__Task brief__. In the entries below, find the line containing "Where can the rectangular". Copy it and all lines after it, exactly, through the end.
•••••
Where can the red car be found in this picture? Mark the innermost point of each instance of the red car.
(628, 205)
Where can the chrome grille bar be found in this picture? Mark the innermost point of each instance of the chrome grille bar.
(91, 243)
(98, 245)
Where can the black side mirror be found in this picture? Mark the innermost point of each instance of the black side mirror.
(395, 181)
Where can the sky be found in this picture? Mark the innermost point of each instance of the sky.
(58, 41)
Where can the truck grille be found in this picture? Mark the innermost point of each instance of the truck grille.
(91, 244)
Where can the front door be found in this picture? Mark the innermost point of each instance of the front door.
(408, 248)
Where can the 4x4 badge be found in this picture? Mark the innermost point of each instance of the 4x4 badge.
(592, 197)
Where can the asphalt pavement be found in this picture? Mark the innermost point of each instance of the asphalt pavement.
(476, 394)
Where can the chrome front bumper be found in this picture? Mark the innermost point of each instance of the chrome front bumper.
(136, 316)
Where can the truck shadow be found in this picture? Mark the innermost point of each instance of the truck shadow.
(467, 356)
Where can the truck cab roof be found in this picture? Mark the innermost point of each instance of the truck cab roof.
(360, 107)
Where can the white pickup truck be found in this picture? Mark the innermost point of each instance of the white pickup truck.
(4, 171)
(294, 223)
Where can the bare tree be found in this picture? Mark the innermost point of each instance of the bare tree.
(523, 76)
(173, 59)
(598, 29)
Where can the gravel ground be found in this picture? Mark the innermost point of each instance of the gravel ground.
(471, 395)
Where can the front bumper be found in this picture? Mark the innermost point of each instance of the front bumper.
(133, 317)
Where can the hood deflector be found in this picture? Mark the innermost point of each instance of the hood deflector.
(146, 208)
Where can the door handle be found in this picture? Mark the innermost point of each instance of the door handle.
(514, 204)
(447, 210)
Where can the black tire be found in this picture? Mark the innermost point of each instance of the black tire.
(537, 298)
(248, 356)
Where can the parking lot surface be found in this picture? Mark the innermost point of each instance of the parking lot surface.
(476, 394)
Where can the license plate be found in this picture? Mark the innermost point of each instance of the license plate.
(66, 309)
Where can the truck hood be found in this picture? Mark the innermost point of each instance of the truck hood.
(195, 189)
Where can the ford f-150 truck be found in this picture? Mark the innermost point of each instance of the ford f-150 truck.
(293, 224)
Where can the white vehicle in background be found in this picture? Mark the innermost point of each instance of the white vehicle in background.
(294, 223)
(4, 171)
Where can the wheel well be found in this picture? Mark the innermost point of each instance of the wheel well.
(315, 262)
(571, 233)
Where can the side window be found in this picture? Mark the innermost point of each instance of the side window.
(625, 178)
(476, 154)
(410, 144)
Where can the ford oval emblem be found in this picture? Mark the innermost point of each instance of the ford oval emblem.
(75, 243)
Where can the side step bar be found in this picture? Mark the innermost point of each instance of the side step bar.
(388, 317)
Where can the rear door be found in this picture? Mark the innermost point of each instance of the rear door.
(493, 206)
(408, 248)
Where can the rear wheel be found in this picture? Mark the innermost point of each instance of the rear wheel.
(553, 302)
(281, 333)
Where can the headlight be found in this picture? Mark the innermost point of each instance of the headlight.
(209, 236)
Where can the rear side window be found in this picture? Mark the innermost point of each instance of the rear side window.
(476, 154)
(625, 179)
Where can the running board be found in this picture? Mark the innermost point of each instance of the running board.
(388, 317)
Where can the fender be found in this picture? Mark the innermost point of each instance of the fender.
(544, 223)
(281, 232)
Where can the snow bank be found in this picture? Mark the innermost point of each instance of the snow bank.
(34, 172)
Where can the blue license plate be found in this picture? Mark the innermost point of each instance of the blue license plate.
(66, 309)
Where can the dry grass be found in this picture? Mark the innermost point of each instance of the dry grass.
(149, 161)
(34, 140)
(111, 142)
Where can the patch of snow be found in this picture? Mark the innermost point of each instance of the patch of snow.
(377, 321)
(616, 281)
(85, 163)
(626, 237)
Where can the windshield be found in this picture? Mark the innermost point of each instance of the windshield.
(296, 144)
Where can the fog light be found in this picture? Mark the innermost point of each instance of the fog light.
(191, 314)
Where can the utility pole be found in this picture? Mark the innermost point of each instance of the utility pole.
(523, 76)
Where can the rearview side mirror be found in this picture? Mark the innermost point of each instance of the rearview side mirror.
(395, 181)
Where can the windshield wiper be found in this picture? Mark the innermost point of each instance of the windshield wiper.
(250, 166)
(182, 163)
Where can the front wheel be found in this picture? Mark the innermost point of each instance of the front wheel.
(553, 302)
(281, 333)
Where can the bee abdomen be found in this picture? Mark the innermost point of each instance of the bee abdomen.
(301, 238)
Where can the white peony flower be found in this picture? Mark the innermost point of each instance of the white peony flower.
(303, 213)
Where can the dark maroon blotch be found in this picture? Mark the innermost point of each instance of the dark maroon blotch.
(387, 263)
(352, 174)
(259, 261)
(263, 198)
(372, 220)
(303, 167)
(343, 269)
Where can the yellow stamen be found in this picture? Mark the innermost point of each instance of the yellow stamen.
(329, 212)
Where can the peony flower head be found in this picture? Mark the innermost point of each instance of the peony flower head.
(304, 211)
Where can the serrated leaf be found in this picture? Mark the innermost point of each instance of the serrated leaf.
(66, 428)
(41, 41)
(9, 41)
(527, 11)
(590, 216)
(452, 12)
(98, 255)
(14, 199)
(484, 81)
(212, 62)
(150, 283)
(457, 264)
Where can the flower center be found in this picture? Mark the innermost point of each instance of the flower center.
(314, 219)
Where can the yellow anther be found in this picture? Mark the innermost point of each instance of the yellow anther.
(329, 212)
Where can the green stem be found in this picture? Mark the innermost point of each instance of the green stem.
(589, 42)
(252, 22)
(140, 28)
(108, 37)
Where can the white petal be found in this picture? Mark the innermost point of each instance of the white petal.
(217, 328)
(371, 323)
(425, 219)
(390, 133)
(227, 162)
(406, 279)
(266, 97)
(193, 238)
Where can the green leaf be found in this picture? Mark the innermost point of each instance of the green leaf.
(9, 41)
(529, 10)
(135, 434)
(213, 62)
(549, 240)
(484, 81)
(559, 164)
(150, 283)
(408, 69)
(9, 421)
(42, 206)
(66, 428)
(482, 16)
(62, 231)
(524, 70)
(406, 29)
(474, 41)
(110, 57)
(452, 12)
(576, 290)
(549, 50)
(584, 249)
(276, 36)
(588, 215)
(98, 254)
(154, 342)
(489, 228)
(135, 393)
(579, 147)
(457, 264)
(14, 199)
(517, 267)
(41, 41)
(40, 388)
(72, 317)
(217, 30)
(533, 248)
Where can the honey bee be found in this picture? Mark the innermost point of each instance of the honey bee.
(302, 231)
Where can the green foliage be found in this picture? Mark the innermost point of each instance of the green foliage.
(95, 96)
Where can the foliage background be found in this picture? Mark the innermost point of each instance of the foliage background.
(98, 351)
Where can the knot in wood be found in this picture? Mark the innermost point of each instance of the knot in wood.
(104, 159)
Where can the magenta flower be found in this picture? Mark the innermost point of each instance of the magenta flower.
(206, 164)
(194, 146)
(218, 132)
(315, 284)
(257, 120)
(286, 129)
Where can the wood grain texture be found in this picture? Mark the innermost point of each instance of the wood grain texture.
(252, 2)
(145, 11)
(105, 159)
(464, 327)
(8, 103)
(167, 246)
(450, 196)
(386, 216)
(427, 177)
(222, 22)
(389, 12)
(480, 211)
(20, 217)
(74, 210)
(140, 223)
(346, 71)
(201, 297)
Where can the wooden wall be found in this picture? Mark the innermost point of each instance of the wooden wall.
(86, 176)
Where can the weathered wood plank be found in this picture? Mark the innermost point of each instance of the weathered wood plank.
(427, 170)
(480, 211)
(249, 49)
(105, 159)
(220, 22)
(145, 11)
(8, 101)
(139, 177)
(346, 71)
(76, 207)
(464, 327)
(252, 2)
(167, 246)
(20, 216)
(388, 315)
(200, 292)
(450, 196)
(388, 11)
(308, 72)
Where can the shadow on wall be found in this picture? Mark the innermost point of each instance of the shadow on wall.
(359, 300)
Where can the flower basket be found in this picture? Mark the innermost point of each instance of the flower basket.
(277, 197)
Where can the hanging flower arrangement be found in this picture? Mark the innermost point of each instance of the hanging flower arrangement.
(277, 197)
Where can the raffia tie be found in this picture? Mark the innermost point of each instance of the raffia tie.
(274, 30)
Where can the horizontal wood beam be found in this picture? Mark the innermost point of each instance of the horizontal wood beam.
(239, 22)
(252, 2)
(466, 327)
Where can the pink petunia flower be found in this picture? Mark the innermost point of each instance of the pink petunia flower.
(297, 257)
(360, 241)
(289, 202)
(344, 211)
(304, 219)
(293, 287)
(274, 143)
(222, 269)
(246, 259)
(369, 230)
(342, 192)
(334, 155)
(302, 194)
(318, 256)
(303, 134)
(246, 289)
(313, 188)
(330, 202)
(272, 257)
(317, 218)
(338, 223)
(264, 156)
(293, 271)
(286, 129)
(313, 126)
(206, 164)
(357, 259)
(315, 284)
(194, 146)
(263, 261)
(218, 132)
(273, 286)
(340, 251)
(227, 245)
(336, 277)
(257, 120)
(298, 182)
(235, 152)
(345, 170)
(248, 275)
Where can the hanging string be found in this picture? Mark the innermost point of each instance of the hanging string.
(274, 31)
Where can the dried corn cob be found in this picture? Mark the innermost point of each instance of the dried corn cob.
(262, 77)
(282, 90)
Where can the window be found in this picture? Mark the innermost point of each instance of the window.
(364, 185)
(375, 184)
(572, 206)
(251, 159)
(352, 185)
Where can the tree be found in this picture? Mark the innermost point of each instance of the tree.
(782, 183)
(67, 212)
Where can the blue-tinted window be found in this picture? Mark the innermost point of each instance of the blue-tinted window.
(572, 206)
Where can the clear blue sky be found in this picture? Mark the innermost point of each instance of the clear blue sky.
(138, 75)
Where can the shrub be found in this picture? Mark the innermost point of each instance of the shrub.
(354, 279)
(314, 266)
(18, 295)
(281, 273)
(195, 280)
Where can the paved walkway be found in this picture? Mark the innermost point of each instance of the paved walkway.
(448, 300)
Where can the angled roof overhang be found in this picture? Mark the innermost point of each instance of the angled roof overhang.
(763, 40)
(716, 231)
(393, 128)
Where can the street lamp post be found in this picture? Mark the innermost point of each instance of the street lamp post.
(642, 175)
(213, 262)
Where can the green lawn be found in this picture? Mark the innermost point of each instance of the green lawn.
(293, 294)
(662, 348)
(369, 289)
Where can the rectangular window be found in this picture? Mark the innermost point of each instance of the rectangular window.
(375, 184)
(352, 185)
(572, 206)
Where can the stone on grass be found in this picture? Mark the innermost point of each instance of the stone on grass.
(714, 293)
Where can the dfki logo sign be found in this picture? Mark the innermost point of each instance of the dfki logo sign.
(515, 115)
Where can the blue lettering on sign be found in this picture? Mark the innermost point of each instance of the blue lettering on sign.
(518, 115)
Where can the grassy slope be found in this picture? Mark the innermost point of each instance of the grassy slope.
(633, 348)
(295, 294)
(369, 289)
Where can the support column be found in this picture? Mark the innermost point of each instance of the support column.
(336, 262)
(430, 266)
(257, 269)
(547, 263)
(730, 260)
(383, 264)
•••••
__Finished answer__.
Where can the rectangular window be found in this picture? Mark the innermost point of each instance of the rectangular window.
(375, 184)
(352, 185)
(572, 206)
Where can the stone on grass be found in this picture? Mark the innermost point of each instance of the stone on grass.
(714, 293)
Where can the dfki logo sign be found in this picture? Mark the innermost point of each instance of the dfki logo sign.
(515, 115)
Where can the blue lettering on sign be found in this picture? Mark the innermost point of each instance of the blue lettering on sign.
(518, 115)
Where can the grassy slope be found in this picture? Mark the innermost point of each instance of the grassy slope.
(633, 348)
(295, 294)
(369, 289)
Where can the support column be found in this picture? Mark the innermost point of each instance of the support column.
(336, 262)
(430, 266)
(257, 269)
(547, 263)
(730, 260)
(383, 264)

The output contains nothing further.